* _To do_:
Render every line of the items below as a Markdown table with two columns, Row for the row number and Text for the line itself. Omit any blank lines.

* _Given information_:

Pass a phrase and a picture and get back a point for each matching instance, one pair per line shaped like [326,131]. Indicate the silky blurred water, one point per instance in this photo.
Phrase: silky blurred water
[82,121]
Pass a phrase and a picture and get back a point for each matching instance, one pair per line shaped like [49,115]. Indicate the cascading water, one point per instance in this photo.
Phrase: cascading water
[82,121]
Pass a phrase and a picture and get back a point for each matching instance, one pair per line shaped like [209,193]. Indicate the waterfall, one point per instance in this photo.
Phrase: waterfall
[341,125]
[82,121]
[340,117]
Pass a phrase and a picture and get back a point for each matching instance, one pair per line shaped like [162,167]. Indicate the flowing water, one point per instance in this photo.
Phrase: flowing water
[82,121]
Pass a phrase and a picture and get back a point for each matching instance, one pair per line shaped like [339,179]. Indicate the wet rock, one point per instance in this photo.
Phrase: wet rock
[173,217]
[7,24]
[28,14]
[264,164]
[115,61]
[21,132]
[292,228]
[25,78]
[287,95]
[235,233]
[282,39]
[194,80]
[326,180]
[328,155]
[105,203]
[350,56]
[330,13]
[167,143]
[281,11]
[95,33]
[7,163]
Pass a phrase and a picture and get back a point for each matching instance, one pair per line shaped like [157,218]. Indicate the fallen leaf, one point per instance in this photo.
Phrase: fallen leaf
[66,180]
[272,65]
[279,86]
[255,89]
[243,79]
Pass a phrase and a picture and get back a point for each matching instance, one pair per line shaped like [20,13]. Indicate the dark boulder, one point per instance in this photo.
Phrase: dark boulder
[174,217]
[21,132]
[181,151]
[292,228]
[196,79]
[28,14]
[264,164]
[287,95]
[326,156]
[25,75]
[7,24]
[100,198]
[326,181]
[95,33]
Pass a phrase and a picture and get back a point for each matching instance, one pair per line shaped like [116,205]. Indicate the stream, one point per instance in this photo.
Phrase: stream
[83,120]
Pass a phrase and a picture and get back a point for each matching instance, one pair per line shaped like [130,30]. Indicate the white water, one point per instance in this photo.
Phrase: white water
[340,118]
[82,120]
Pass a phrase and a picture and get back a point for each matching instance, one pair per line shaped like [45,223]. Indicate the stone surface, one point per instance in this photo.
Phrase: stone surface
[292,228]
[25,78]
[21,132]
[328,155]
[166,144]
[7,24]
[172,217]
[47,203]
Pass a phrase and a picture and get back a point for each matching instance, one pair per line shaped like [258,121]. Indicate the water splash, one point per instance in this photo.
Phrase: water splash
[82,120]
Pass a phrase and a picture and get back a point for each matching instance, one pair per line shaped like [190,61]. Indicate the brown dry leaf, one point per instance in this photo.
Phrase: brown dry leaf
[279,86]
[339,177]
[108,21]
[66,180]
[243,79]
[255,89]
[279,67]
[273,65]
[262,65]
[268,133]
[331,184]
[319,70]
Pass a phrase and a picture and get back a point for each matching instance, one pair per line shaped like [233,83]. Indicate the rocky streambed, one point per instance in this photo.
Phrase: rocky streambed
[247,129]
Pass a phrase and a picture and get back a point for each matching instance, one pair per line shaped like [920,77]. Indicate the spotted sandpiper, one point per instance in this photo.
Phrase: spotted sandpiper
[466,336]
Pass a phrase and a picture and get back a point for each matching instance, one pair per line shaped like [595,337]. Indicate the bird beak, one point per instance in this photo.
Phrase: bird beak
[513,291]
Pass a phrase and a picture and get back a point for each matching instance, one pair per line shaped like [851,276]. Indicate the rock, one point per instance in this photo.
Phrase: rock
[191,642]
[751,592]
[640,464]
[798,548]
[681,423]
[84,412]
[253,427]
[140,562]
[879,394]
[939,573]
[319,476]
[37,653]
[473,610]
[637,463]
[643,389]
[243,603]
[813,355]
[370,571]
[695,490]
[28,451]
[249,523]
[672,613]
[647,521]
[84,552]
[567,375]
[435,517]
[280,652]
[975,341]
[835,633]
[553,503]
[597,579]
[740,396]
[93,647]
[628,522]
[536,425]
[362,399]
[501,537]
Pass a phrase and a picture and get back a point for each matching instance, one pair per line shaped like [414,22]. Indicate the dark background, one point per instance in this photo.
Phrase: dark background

* _Task response_:
| Row | Text |
|---|---|
| 1 | Pass a phrase and a picture and get back a point for each matching instance, one pair per line shaped like [326,131]. Indicate the silky blurred water, one point per instance in this photo. |
| 2 | Phrase: silky blurred water |
| 3 | [82,121] |
| 4 | Pass a phrase and a picture and get back a point for each matching instance, one pair per line shaped like [49,115]. Indicate the cascading water, one point per instance in this photo. |
| 5 | Phrase: cascading water |
| 6 | [82,121] |
| 7 | Pass a phrase and a picture and get back a point for each matching instance, one pair per line shaped like [209,193]. Indicate the waterfall, one point per instance in this photo. |
| 8 | Phrase: waterfall |
| 9 | [341,125] |
| 10 | [82,121] |
| 11 | [340,117] |
| 12 | Pass a phrase and a picture and get back a point for each matching instance, one pair per line shaped like [162,167]. Indicate the flowing water, one point per instance in this photo. |
| 13 | Phrase: flowing water |
| 14 | [82,121] |
| 15 | Pass a phrase and a picture and get back a point for each matching instance, one pair per line shaped like [339,179]. Indicate the wet rock, one point per instance in this photo. |
| 16 | Phrase: wet rock |
| 17 | [173,217] |
| 18 | [7,24] |
| 19 | [28,14] |
| 20 | [264,164] |
| 21 | [115,61] |
| 22 | [21,132] |
| 23 | [292,228] |
| 24 | [25,78] |
| 25 | [287,95] |
| 26 | [235,233] |
| 27 | [282,39] |
| 28 | [194,80] |
| 29 | [326,180] |
| 30 | [328,155] |
| 31 | [105,203] |
| 32 | [350,56] |
| 33 | [330,13] |
| 34 | [167,143] |
| 35 | [281,11] |
| 36 | [95,33] |
| 37 | [7,163] |
| 38 | Pass a phrase and a picture and get back a point for each matching instance, one pair per line shaped like [157,218]. Indicate the fallen leaf, one point per instance in this photo. |
| 39 | Phrase: fallen leaf |
| 40 | [66,180] |
| 41 | [272,65] |
| 42 | [279,86] |
| 43 | [255,89] |
| 44 | [243,79] |
| 45 | Pass a phrase and a picture and get back a point for each matching instance, one pair per line shaped like [20,13]. Indicate the dark boulder, one point per instance in this photo. |
| 46 | Phrase: dark boulder |
| 47 | [174,217] |
| 48 | [21,132] |
| 49 | [181,151] |
| 50 | [292,228] |
| 51 | [196,79] |
| 52 | [28,14] |
| 53 | [264,164] |
| 54 | [287,95] |
| 55 | [326,156] |
| 56 | [25,75] |
| 57 | [7,24] |
| 58 | [100,198] |
| 59 | [326,181] |
| 60 | [95,33] |
| 61 | Pass a phrase and a picture and get back a point for each matching instance, one pair per line shaped like [116,205]. Indicate the stream, one point per instance in this photo. |
| 62 | Phrase: stream |
| 63 | [83,120] |
| 64 | Pass a phrase and a picture and get back a point for each matching instance, one pair per line shaped like [130,30]. Indicate the white water, one point per instance in this photo. |
| 65 | Phrase: white water |
| 66 | [340,118] |
| 67 | [82,120] |
| 68 | Pass a phrase and a picture and get back a point for each matching instance, one pair per line shaped like [45,223]. Indicate the stone surface, one point per instance in this photo. |
| 69 | Phrase: stone surface |
| 70 | [292,228] |
| 71 | [25,78] |
| 72 | [21,132] |
| 73 | [328,155] |
| 74 | [166,144] |
| 75 | [7,24] |
| 76 | [172,217] |
| 77 | [47,203] |
| 78 | Pass a phrase and a picture and get back a point for each matching instance, one pair per line shaped like [258,121]. Indicate the water splash, one point per instance in this photo. |
| 79 | Phrase: water splash |
| 80 | [82,120] |
| 81 | Pass a phrase and a picture and get back a point for each matching instance, one pair per line shaped like [190,61]. Indicate the brown dry leaf, one point per instance in this photo. |
| 82 | Phrase: brown dry leaf |
| 83 | [279,86] |
| 84 | [339,177] |
| 85 | [108,21] |
| 86 | [66,180] |
| 87 | [243,79] |
| 88 | [255,89] |
| 89 | [279,67] |
| 90 | [273,65] |
| 91 | [262,65] |
| 92 | [268,133] |
| 93 | [331,184] |
| 94 | [319,70] |
| 95 | Pass a phrase and a picture and get back a point for each matching instance, one pair per line shaped like [233,83]. Indicate the rocky streambed, one point per instance in this photo. |
| 96 | Phrase: rocky streambed |
| 97 | [247,129] |
| 98 | Pass a phrase and a picture and get back a point for each matching instance, one pair per line shaped like [920,77]. Indicate the spotted sandpiper, one point per instance in this photo. |
| 99 | Phrase: spotted sandpiper |
| 100 | [466,336] |
| 101 | Pass a phrase and a picture and get back a point for each matching instance, one pair per line shaped like [595,337]. Indicate the bird beak, one point per instance in this photo. |
| 102 | Phrase: bird beak |
| 103 | [513,291] |
| 104 | Pass a phrase and a picture and get back a point for each matching instance, one pair per line shaped like [851,276]. Indicate the rock, one point per instance in this photo. |
| 105 | Phrase: rock |
| 106 | [191,642] |
| 107 | [751,592] |
| 108 | [640,464] |
| 109 | [798,548] |
| 110 | [681,423] |
| 111 | [84,412] |
| 112 | [253,427] |
| 113 | [140,562] |
| 114 | [879,394] |
| 115 | [939,573] |
| 116 | [319,476] |
| 117 | [37,653] |
| 118 | [473,610] |
| 119 | [637,463] |
| 120 | [643,389] |
| 121 | [243,603] |
| 122 | [813,355] |
| 123 | [370,571] |
| 124 | [695,490] |
| 125 | [28,451] |
| 126 | [249,523] |
| 127 | [672,613] |
| 128 | [647,521] |
| 129 | [84,552] |
| 130 | [567,375] |
| 131 | [435,517] |
| 132 | [280,652] |
| 133 | [975,341] |
| 134 | [835,633] |
| 135 | [553,503] |
| 136 | [597,579] |
| 137 | [740,396] |
| 138 | [93,647] |
| 139 | [628,522] |
| 140 | [536,425] |
| 141 | [362,399] |
| 142 | [501,537] |
| 143 | Pass a phrase and a picture and get back a point for each matching instance, one pair per line shaped like [414,22]. Indicate the dark background, one point per instance in this photo. |
| 144 | Phrase: dark background |